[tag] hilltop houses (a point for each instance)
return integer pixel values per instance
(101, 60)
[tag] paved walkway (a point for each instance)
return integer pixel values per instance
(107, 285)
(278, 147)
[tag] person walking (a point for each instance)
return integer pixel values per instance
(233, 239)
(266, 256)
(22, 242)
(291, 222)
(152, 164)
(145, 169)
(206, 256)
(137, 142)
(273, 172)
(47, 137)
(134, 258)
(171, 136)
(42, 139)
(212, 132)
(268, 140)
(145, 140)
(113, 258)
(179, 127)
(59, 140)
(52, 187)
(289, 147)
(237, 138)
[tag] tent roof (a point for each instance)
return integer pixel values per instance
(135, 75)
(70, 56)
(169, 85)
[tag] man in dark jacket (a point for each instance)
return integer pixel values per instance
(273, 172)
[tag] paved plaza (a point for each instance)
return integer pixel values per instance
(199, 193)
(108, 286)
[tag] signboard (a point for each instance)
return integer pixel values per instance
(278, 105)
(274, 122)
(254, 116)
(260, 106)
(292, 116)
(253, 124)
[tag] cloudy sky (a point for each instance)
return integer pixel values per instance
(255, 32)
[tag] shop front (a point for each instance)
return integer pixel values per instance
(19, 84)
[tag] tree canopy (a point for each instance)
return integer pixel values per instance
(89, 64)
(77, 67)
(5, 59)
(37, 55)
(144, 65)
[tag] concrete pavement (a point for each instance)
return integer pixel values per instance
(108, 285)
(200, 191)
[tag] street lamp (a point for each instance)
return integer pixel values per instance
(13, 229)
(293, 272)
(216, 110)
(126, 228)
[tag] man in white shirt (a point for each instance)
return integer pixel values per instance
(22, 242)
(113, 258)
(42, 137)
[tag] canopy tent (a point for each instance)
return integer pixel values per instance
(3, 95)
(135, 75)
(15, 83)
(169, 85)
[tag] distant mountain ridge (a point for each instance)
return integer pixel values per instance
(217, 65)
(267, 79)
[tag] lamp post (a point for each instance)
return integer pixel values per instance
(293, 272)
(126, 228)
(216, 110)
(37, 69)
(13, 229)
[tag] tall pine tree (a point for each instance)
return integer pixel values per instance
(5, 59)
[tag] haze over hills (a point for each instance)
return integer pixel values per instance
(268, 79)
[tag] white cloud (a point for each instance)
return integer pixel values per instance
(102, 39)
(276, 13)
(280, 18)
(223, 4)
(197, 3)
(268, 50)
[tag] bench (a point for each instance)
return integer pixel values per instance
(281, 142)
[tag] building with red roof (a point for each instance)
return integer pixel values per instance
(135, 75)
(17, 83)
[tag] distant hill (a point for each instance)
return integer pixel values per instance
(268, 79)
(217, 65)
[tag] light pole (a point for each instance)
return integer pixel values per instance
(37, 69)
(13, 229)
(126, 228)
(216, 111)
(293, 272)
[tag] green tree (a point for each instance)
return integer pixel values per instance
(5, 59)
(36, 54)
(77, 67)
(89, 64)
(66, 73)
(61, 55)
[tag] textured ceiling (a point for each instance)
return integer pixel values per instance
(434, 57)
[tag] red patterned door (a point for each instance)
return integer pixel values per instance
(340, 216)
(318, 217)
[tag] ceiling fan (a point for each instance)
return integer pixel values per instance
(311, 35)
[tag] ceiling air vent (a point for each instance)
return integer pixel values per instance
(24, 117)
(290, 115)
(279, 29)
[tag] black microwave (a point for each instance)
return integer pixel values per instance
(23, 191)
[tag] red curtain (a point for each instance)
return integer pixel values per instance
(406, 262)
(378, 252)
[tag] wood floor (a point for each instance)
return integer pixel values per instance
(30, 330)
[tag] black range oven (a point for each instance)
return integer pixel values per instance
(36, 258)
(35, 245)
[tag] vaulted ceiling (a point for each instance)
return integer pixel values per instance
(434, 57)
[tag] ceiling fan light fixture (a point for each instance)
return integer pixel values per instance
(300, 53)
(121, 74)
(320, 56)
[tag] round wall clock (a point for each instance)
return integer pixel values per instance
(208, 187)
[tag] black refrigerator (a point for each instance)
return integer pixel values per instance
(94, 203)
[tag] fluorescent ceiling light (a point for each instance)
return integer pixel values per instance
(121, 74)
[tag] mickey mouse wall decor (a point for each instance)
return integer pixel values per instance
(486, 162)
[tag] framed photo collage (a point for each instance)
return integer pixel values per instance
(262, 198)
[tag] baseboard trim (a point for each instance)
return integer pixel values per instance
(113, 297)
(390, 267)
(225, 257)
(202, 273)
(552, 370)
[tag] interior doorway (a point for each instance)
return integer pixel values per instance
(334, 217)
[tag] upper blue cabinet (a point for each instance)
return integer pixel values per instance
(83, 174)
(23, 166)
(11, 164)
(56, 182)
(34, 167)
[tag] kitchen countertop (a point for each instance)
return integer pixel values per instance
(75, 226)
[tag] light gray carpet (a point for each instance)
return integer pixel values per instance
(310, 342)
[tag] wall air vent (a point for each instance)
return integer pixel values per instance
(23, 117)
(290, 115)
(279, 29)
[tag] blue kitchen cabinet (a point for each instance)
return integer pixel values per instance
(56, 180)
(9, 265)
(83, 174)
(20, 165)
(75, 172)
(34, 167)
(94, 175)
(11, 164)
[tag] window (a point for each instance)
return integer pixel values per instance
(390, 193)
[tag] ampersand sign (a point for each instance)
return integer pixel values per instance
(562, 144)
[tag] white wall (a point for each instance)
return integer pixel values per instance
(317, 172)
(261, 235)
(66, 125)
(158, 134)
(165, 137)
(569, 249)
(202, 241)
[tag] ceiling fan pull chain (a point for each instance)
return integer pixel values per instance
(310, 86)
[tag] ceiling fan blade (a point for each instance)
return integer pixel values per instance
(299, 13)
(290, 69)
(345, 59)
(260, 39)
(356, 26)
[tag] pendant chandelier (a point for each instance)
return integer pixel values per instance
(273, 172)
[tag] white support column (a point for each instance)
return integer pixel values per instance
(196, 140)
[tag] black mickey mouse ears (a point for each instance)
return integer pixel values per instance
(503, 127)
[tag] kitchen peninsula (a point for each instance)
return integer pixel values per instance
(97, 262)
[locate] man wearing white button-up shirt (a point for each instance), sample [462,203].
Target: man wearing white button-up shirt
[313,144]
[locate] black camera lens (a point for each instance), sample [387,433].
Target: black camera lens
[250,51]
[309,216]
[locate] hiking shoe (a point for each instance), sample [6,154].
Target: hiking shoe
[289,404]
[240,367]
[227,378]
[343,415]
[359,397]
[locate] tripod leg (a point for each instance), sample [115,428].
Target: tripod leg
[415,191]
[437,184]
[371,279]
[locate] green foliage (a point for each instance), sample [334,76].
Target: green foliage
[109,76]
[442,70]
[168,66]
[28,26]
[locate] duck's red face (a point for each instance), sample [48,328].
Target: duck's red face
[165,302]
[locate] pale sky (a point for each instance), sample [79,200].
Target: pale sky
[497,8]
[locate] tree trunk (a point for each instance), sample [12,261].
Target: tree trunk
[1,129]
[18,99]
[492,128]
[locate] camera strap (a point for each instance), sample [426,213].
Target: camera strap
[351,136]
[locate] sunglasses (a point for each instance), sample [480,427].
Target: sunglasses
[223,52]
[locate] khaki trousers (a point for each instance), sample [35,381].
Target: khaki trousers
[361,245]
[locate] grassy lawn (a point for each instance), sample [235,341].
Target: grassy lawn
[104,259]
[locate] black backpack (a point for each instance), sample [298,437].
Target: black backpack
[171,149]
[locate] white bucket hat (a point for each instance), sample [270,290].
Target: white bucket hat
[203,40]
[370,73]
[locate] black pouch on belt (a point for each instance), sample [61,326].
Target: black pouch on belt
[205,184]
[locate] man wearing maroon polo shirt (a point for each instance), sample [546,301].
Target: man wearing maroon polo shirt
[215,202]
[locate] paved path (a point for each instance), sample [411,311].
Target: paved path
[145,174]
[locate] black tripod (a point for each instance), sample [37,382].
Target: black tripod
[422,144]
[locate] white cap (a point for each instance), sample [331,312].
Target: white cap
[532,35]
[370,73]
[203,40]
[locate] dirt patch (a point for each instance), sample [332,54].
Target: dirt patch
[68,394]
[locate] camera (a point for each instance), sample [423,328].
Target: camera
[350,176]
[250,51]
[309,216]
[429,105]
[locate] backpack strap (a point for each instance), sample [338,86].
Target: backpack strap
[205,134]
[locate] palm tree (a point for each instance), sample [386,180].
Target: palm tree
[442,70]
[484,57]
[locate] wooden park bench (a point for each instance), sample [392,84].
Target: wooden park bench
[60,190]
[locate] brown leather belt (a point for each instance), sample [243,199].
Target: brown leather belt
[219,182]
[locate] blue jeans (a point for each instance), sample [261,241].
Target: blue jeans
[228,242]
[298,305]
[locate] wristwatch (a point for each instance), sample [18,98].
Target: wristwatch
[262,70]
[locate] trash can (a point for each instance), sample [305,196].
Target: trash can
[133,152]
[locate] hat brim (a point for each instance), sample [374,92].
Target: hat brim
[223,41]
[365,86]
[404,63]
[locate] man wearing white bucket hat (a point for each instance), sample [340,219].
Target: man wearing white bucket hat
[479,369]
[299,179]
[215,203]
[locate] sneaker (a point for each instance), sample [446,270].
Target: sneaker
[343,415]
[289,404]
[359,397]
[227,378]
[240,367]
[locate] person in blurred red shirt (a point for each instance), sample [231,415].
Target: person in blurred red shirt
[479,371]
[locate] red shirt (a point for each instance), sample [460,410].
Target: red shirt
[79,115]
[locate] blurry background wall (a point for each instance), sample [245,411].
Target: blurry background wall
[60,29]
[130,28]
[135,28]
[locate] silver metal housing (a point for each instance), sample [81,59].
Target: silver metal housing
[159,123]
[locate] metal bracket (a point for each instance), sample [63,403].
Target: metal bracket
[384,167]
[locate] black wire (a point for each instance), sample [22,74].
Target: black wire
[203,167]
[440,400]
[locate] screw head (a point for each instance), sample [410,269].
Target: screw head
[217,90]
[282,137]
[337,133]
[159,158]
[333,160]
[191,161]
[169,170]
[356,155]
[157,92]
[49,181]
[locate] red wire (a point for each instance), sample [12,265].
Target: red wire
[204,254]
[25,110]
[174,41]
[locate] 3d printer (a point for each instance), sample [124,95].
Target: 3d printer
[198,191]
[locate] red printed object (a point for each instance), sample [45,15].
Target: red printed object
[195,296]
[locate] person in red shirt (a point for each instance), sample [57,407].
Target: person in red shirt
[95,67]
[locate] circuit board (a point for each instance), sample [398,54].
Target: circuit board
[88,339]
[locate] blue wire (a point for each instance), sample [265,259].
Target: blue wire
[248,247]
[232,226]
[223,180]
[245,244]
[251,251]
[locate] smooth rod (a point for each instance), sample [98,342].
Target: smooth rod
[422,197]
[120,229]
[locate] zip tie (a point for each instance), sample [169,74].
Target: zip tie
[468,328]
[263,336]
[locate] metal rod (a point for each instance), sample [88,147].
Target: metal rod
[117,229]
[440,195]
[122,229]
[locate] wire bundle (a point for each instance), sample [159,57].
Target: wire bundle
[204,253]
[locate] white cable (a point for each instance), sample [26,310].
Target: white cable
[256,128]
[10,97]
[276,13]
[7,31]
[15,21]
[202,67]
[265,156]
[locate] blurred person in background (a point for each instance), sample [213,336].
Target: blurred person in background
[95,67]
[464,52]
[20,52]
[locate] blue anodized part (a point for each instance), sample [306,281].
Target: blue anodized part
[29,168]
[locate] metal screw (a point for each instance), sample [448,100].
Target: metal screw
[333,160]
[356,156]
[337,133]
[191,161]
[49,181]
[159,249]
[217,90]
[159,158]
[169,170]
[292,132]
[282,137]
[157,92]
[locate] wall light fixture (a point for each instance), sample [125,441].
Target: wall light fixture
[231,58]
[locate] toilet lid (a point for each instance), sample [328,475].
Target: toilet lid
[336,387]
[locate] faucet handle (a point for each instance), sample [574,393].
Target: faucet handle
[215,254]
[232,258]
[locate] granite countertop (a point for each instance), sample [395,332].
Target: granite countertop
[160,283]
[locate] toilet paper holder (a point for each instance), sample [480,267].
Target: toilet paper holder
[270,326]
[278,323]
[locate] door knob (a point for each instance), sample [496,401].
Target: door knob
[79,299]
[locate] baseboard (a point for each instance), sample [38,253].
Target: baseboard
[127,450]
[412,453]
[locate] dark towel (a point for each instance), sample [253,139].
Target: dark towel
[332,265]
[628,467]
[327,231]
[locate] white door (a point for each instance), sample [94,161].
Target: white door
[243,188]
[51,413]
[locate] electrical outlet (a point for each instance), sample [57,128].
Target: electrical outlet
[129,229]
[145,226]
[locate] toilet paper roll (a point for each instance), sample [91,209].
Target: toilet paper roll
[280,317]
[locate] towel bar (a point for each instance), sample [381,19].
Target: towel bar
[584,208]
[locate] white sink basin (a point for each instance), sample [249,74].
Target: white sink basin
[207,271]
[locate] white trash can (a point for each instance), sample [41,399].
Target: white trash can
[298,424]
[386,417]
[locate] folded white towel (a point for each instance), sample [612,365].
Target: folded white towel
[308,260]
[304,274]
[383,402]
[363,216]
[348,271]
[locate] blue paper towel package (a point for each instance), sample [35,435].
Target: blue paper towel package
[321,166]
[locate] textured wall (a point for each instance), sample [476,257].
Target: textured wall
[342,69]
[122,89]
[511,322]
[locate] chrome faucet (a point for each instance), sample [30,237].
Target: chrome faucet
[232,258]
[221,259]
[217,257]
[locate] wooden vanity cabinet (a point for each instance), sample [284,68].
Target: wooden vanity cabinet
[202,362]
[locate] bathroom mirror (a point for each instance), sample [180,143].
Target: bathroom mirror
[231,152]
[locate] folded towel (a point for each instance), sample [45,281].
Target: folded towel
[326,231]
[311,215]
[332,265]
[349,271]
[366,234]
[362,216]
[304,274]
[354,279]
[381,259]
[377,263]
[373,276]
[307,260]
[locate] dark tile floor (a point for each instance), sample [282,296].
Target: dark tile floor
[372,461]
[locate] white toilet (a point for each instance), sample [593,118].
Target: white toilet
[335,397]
————
TASK TO COMPLETE: Each line from the top of the material above, through the one that contains "[tag] person walking", should be restated word for word.

RESPONSE FOR THIS EXERCISE:
[tag] hilltop houses (a point for each instance)
return integer pixel values per instance
(101, 60)
[tag] paved walkway (a point for each instance)
return integer pixel values per instance
(107, 285)
(278, 147)
[tag] person walking (a point for each instance)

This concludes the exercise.